## Exercise goal
As the answer, give every line of the records that includes the word "background".

Image-grounded pointing data
---------------
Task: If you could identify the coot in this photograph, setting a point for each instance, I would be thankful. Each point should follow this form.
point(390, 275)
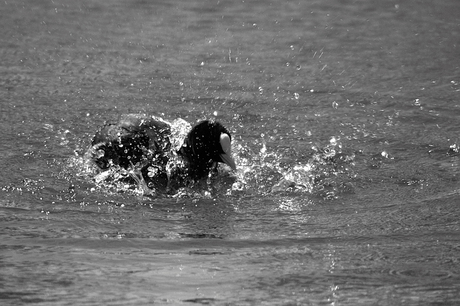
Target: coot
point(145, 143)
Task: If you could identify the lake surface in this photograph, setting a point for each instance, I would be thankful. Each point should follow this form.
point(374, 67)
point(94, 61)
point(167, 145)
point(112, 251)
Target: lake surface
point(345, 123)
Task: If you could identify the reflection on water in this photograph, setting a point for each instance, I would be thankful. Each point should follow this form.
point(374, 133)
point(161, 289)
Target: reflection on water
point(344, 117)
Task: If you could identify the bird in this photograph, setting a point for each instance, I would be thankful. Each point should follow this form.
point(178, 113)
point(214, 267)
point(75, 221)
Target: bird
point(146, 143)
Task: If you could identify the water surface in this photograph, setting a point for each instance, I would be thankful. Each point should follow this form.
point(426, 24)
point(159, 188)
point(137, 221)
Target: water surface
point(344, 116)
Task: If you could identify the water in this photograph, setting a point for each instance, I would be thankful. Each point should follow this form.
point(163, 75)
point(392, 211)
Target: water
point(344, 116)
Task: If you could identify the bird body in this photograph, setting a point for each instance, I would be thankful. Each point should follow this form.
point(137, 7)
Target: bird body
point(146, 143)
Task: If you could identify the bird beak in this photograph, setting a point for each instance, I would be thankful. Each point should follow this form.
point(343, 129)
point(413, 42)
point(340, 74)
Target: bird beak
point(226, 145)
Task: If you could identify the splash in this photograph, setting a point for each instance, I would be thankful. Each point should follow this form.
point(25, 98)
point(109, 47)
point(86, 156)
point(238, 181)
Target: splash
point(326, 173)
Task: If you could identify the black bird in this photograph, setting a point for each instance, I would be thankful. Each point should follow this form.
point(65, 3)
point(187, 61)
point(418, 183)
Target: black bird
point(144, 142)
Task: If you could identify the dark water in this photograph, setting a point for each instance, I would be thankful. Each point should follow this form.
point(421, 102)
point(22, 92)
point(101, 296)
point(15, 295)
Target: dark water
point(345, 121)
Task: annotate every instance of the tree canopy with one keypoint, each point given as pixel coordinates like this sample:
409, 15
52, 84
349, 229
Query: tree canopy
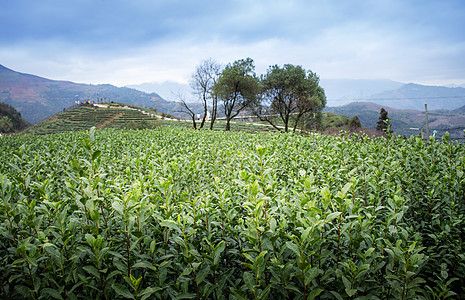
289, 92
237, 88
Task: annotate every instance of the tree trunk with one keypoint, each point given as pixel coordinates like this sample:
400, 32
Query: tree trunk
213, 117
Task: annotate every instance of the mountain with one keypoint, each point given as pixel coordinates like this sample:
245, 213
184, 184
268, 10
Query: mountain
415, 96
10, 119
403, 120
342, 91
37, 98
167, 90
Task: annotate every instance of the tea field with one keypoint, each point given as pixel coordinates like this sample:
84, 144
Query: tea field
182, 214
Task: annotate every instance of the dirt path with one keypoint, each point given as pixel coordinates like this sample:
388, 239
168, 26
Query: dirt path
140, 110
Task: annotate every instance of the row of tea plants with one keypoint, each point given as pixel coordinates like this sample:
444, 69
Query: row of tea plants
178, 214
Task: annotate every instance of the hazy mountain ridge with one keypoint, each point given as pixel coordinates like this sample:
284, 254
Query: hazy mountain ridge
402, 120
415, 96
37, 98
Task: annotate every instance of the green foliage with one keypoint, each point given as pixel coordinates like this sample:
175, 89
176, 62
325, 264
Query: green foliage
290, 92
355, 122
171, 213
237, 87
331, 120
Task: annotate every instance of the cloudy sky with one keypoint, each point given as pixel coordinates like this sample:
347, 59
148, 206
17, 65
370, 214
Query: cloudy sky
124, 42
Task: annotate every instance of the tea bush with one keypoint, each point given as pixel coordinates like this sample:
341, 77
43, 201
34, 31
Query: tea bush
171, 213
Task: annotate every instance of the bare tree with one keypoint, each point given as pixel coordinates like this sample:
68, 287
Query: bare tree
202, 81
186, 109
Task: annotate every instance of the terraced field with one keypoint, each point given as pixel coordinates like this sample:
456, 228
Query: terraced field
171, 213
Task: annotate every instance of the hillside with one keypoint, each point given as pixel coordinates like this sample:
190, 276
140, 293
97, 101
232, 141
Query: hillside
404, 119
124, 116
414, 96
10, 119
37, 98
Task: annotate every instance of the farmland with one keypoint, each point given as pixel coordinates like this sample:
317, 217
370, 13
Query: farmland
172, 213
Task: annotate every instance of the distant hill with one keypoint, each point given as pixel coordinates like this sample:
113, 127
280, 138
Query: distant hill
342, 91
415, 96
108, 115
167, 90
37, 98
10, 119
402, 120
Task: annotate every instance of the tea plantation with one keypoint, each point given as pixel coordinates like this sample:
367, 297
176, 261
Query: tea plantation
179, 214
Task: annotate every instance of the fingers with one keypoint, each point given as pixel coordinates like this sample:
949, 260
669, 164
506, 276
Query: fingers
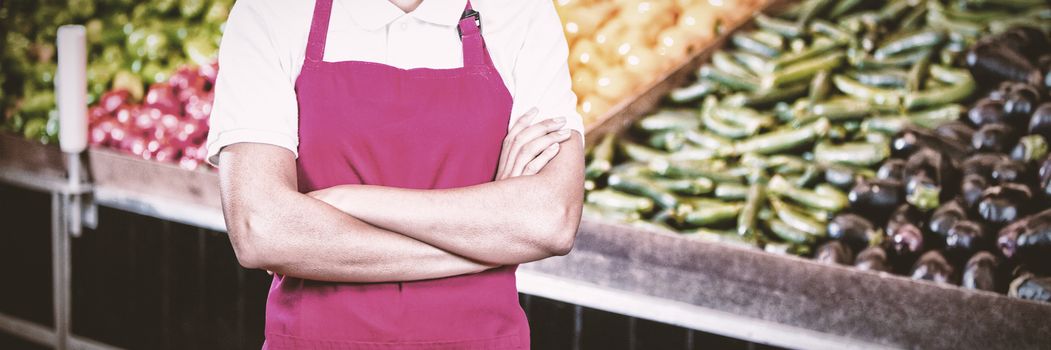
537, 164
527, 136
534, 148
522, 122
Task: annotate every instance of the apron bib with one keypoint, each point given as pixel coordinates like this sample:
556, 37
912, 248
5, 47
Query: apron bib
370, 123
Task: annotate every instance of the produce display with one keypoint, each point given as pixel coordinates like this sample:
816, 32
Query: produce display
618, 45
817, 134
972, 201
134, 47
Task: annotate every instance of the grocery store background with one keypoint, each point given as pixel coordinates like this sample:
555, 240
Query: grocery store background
---------------
## Exercise response
Task: annotate every instance of the grocery store background with one keypoint, each point given as pixel coordinates like this sample:
Query: grocery store background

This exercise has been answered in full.